----- Page text -----

Abstract
The lamina II, also called the substantia gelatinosa (SG), of the trigeminal subnucleus caudalis (Vc), is thought to play an essential role in the control of orofacial nociception. Glycine and serotonin (5-hydroxytryptamine, 5-HT) are the important neurotransmitters that have the individual parts on the modulation of nociceptive transmission. However, the electrophysiological effects of 5-HT on the glycine receptors on SG neurons of the Vc have not been well studied yet. For this reason, we applied the whole-cell patch clamp technique to explore the interaction of intracellular signal transduction between 5-HT and the glycine receptors on SG neurons of the Vc in mice. In nine of 13 neurons tested (69.2%), pretreatment with 5-HT potentiated glycine-induced current (IGly). Firstly, we examined with a 5-HT1 receptor agonist (8-OH-DPAT, 5-HT1/7 agonist, co-applied with SB-269970, 5-HT7 antagonist) and antagonist (WAY-100635), but 5-HT1 receptor agonist did not increase IGly and in the presence of 5-HT1 antagonist, the potentiation of 5-HT on IGly still happened. However, an agonist (α-methyl-5-HT) and antagonist (ketanserin) of the 5-HT2 receptor mimicked and inhibited the enhancing effect of 5-HT on IGly in the SG neurons, respectively. We also verified the role of the 5-HT7 receptor by using a 5-HT7 antagonist (SB-269970) but it also did not block the enhancement of 5-HT on IGly. Our study demonstrated that 5-HT facilitated IGly in the SG neurons of the Vc through the 5-HT2 receptor. The interaction between 5-HT and glycine appears to have a significant role in modulating the transmission of the nociceptive pathway.
As one of the important neurotransmitters in the central nervous system (CNS), serotonin (5-hydroxytryptamine, 5-HT) is concerned in nociceptive transmission through regulation of the descending pathways in the spinal level initiating in the rostral ventromedial medulla (RVM) [123]. Serotonergic projections from nucleus raphe magnus to the spinal cord dorsal horn are recognized to modulate pain sensations [245].

----- Information -----

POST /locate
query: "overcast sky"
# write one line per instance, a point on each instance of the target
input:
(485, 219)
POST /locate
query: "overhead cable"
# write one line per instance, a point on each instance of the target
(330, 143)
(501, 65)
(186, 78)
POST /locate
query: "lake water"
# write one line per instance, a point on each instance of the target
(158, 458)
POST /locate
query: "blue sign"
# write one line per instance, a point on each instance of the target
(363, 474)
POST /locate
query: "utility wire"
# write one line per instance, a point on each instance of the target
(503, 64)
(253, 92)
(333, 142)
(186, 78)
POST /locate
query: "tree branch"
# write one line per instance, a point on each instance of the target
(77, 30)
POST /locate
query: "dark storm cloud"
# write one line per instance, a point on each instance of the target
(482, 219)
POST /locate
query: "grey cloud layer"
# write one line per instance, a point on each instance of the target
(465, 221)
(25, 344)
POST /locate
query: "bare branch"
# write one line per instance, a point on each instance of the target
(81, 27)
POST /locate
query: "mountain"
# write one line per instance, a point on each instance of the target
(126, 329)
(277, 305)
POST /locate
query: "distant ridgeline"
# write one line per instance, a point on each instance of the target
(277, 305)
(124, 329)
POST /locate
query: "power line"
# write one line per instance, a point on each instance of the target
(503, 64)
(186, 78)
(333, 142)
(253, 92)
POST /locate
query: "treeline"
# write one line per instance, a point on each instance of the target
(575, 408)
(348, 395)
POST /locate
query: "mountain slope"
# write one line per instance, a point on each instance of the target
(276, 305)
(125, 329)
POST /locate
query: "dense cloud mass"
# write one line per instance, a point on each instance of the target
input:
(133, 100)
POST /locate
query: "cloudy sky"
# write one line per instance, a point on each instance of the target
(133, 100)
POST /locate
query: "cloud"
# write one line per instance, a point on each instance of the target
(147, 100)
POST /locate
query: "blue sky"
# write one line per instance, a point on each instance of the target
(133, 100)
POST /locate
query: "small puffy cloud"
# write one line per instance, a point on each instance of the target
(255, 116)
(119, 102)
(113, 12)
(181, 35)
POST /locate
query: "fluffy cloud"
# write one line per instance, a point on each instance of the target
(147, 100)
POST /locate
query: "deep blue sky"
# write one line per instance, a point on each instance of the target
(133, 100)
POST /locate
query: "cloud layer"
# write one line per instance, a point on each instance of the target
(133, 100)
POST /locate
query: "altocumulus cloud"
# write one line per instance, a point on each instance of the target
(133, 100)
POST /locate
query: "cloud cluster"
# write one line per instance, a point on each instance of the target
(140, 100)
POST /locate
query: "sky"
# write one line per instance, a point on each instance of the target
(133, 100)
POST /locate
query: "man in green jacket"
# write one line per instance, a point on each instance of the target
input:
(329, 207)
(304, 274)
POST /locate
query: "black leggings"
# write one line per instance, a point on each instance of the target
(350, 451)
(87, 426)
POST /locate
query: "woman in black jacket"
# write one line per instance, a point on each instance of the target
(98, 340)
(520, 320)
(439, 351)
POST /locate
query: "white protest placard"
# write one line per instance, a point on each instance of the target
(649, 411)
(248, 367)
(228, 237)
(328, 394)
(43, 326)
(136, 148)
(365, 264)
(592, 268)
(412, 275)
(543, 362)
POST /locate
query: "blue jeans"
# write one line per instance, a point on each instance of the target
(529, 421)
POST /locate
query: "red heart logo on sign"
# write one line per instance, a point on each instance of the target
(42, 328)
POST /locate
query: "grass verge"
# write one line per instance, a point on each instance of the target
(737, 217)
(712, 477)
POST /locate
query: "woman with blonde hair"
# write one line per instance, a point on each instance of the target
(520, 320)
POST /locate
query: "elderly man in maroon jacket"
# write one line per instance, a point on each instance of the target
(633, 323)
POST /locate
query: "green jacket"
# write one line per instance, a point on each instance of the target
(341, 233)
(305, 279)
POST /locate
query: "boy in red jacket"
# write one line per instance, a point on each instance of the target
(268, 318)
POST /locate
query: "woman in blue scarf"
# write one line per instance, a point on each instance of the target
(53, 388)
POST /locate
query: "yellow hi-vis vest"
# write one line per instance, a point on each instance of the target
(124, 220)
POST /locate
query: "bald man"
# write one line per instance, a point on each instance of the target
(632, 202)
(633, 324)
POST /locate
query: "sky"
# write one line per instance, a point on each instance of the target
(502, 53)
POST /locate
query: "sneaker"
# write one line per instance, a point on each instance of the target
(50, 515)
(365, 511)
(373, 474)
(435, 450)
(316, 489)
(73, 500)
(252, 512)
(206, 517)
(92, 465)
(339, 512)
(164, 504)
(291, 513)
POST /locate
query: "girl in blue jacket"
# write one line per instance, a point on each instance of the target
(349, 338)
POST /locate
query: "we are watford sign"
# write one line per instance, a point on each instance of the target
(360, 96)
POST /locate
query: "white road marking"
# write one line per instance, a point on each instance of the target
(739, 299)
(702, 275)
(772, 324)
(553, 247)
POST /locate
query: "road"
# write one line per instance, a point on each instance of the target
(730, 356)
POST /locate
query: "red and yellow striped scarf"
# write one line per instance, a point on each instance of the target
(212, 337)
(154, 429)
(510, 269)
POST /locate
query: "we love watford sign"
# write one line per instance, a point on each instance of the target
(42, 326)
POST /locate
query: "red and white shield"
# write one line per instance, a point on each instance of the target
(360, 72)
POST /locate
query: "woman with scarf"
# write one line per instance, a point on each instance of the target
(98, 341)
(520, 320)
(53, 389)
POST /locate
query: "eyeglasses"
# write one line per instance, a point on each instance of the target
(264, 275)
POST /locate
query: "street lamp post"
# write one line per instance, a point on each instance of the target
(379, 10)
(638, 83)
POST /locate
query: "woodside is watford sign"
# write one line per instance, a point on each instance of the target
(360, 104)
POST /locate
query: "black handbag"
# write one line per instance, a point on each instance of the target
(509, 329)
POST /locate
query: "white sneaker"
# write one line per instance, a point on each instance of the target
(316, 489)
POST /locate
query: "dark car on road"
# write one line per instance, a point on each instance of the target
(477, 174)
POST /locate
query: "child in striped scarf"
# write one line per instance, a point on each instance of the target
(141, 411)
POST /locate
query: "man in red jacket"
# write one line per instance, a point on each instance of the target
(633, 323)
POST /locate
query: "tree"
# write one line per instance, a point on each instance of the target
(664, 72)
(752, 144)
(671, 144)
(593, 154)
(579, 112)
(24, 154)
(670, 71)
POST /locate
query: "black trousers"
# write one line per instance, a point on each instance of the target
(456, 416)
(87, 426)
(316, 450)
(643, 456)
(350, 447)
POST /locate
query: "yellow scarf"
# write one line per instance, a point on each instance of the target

-----

> _Assigned task A_: Reproduce the part of the serotonin study text between "As one of the" and "pain sensations [245].", inclusive.
> _Assigned task B_:
Answer these questions from the serotonin study text:
(i) In how many of the 13 neurons tested did pretreatment with 5-HT potentiate the glycine-induced current?
(ii) Which antagonist of the 5-HT2 receptor was used?
(iii) In what structure do the descending pathways that regulate nociceptive transmission initiate?
Work only from the serotonin study text, not the entries.

> _Answer area A_:
As one of the important neurotransmitters in the central nervous system (CNS), serotonin (5-hydroxytryptamine, 5-HT) is concerned in nociceptive transmission through regulation of the descending pathways in the spinal level initiating in the rostral ventromedial medulla (RVM) [123]. Serotonergic projections from nucleus raphe magnus to the spinal cord dorsal horn are recognized to modulate pain sensations [245].

> _Answer area B_:
(i) Nine (69.2%)
(ii) Ketanserin
(iii) The rostral ventromedial medulla (RVM)